** start of DATA LINES **
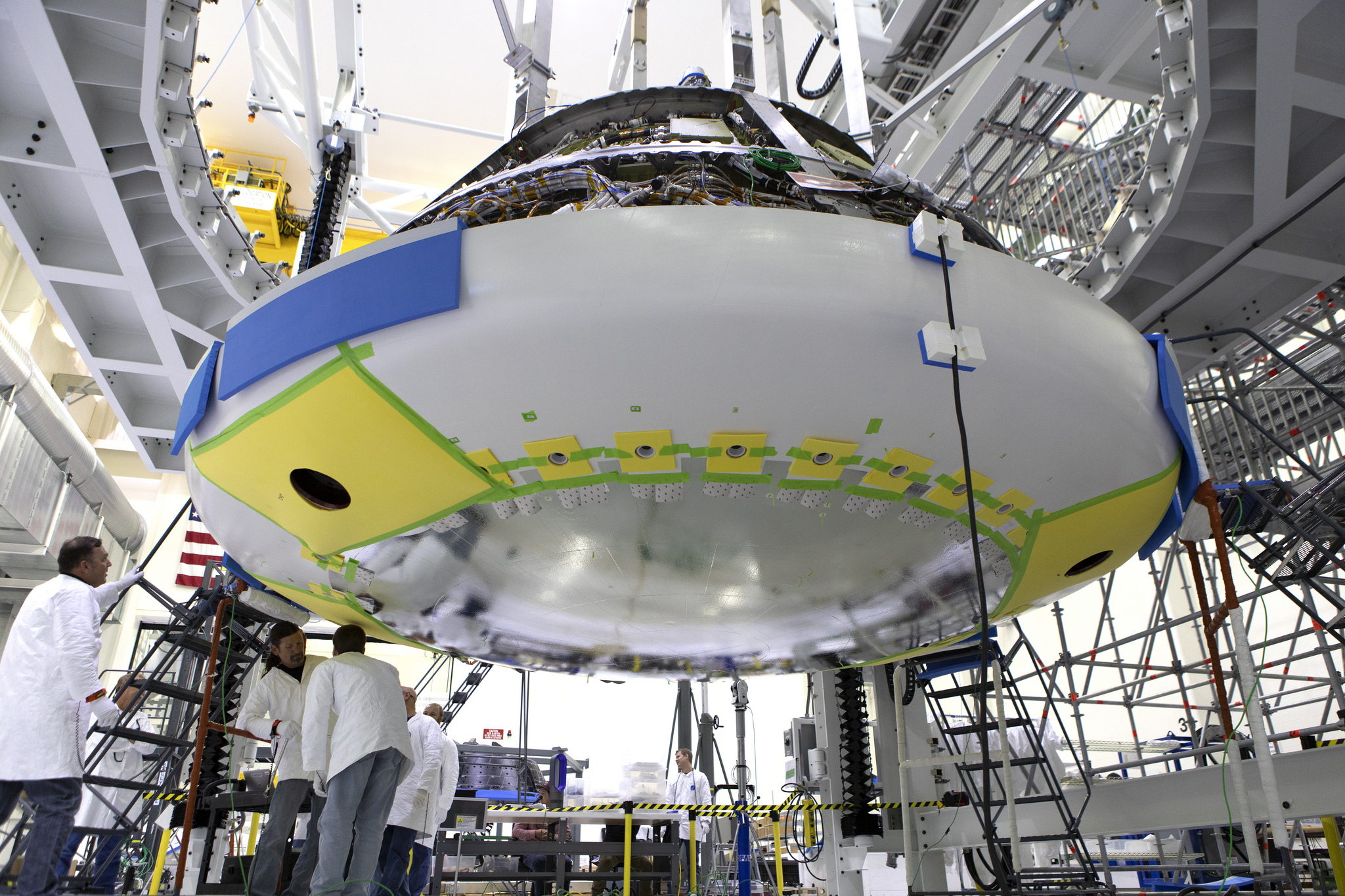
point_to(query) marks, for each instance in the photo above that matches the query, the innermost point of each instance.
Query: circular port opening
(319, 489)
(1088, 563)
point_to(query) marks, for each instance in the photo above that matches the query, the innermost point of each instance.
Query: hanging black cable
(984, 720)
(829, 85)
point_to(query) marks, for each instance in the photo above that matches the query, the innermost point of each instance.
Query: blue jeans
(105, 863)
(271, 847)
(422, 868)
(395, 857)
(57, 801)
(358, 801)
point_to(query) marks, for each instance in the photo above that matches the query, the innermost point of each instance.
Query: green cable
(774, 160)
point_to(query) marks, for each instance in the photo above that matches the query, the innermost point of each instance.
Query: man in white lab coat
(424, 849)
(414, 807)
(689, 786)
(275, 707)
(370, 756)
(100, 806)
(49, 685)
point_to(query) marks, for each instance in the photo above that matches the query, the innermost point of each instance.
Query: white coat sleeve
(74, 618)
(256, 708)
(318, 707)
(432, 758)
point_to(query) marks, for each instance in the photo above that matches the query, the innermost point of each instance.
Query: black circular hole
(319, 489)
(1088, 563)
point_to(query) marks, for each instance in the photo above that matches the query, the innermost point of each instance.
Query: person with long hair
(275, 708)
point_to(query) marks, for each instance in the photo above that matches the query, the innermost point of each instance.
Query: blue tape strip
(340, 303)
(925, 355)
(1173, 399)
(197, 398)
(911, 241)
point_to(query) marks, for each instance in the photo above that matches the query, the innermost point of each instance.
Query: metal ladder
(958, 710)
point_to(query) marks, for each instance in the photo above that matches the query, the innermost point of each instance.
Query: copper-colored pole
(202, 727)
(1212, 641)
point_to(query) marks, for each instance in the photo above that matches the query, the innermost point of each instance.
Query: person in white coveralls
(275, 708)
(370, 756)
(416, 806)
(49, 687)
(424, 848)
(100, 806)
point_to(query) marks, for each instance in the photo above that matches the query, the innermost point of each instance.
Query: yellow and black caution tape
(704, 809)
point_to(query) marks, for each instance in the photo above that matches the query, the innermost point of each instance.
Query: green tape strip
(810, 485)
(879, 495)
(738, 479)
(653, 479)
(920, 504)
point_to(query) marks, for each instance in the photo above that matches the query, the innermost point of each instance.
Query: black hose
(829, 85)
** end of DATA LINES **
PROBLEM DETAILS » Extract each line that contains the string "strip".

RESULT OF THE EXERCISE »
Query: blue tape strip
Query: green tape strip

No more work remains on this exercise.